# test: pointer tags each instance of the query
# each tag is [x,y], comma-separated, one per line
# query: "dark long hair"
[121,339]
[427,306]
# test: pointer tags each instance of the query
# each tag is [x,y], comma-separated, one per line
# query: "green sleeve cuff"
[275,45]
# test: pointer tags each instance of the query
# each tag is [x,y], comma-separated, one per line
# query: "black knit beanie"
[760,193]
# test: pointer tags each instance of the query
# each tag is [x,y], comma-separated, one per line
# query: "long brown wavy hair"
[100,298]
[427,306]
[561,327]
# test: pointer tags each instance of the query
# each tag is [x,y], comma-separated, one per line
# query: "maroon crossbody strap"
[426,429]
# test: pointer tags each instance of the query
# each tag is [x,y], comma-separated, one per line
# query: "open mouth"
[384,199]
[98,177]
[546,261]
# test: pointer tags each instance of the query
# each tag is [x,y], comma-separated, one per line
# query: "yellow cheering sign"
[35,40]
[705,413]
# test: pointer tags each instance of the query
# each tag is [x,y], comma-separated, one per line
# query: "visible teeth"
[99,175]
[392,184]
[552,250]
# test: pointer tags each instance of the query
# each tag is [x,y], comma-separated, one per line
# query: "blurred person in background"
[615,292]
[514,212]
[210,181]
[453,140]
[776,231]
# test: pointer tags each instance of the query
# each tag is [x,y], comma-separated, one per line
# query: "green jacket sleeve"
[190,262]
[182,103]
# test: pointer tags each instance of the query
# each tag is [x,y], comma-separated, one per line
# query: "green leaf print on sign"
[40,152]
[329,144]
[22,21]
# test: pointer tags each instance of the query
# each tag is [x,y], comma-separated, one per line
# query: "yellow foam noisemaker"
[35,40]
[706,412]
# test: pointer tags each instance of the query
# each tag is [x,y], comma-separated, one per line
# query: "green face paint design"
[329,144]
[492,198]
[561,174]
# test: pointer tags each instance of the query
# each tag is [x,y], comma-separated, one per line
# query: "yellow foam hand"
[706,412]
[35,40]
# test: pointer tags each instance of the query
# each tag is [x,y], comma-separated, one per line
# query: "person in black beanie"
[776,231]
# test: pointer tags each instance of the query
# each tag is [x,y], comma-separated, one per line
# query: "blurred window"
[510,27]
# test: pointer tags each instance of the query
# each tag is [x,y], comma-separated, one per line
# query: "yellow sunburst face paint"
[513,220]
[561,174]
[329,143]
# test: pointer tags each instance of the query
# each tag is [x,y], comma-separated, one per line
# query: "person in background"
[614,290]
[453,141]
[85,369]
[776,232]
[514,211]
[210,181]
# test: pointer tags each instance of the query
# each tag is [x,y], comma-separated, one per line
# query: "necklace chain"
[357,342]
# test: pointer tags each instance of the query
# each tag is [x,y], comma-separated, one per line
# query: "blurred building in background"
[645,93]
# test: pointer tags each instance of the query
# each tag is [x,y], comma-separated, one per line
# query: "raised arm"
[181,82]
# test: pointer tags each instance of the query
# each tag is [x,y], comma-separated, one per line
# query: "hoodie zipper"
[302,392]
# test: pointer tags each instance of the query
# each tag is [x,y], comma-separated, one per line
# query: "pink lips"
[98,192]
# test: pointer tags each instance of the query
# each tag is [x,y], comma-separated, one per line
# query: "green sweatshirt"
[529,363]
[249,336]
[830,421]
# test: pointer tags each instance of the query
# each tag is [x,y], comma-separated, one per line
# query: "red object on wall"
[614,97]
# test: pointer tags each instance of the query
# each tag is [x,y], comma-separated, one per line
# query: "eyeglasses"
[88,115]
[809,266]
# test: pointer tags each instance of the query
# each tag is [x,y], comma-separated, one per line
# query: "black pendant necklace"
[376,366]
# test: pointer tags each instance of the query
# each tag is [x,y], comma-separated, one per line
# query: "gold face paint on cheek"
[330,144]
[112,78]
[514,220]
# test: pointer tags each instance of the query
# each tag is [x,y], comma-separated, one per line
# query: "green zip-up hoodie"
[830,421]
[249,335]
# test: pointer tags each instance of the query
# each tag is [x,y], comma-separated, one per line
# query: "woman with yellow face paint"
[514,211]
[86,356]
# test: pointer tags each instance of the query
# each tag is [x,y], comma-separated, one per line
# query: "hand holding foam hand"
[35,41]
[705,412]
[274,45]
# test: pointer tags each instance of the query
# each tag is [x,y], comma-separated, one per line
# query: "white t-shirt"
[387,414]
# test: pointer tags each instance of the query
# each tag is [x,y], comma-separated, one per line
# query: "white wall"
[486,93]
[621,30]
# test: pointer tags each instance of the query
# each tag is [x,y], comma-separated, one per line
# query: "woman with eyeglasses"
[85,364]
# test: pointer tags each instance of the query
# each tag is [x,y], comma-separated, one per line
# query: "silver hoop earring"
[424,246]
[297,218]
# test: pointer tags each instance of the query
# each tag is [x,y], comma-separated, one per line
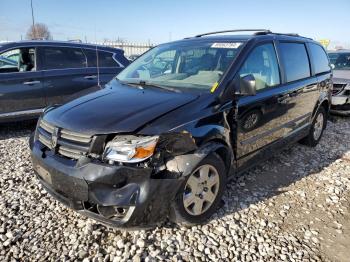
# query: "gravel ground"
[294,207]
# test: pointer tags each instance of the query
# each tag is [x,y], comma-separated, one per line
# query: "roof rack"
[257,32]
[236,30]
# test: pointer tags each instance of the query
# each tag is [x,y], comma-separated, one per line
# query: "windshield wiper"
[143,84]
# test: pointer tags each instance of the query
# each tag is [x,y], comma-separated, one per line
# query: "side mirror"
[247,85]
[242,86]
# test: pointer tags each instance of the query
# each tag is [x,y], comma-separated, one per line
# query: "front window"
[183,65]
[340,61]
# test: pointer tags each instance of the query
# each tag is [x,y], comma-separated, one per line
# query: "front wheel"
[317,127]
[201,192]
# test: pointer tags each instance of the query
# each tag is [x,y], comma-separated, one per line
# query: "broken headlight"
[130,149]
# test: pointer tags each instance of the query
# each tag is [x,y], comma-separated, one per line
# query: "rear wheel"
[201,192]
[318,125]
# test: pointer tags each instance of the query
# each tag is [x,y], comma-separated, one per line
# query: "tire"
[314,137]
[188,215]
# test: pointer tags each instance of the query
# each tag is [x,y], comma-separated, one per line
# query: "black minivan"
[162,139]
[36,74]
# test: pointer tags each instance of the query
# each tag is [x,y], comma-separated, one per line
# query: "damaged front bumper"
[120,196]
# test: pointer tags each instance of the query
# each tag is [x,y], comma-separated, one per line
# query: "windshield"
[182,65]
[341,61]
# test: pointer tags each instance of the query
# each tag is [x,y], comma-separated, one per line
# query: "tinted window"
[18,60]
[262,64]
[63,57]
[105,59]
[340,61]
[296,61]
[320,59]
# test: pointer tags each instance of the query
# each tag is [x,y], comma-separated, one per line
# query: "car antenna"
[97,64]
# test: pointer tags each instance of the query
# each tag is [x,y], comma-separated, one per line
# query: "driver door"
[21,91]
[262,119]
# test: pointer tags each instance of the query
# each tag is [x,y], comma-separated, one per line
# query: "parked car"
[340,61]
[133,57]
[161,140]
[42,73]
[6,62]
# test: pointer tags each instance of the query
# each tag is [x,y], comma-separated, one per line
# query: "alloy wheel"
[201,190]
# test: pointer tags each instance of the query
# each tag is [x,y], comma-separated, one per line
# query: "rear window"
[320,59]
[105,59]
[63,57]
[295,60]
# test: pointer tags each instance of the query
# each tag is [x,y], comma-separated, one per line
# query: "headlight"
[130,149]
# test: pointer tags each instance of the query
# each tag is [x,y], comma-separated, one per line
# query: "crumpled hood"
[117,108]
[341,76]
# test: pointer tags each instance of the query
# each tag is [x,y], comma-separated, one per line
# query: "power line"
[34,29]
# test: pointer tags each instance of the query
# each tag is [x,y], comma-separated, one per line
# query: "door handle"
[283,99]
[90,77]
[30,83]
[294,94]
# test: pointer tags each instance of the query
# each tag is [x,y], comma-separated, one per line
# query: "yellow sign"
[216,84]
[325,42]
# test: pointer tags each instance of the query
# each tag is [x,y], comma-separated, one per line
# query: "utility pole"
[34,30]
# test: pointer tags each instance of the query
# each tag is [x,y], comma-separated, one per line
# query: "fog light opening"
[112,212]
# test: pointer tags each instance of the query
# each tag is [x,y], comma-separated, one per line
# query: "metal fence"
[128,47]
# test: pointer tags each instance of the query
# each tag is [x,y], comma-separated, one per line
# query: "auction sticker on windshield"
[226,45]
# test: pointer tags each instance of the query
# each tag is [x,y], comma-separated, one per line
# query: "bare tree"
[38,31]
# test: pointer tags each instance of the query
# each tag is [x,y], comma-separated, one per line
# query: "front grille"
[68,143]
[338,88]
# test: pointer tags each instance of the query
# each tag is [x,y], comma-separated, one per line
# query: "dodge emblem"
[54,137]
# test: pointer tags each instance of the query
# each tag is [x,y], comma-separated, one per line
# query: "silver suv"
[340,61]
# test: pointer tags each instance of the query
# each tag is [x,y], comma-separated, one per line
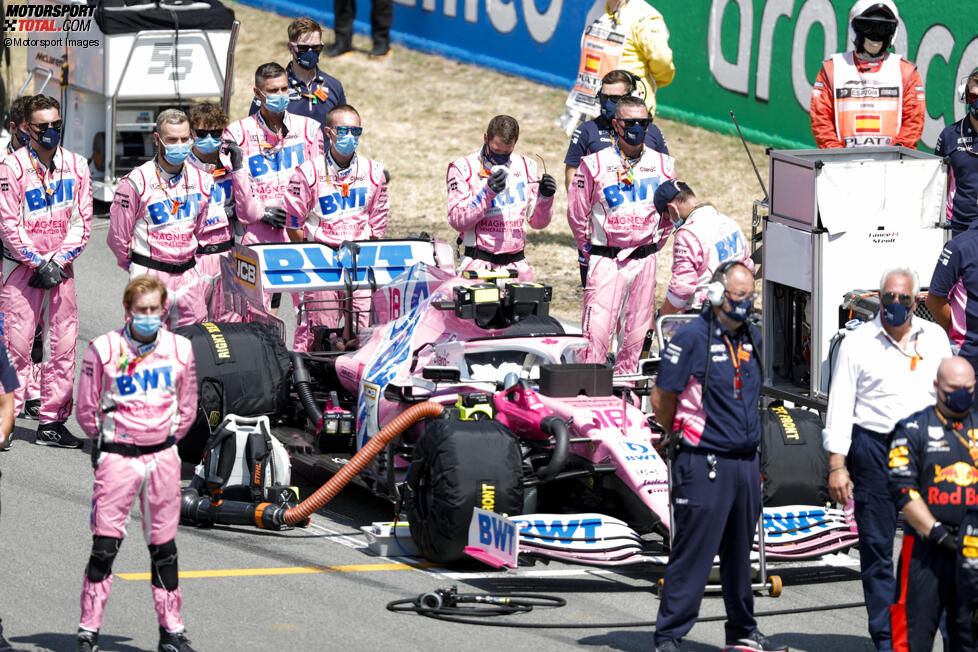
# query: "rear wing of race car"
[251,271]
☆ ☆ ☆ ☆ ☆
- _Work to be completed_: Count the lines in the items above that contain the string "hoodie". Reply with the number only.

- _Result for this task_: 2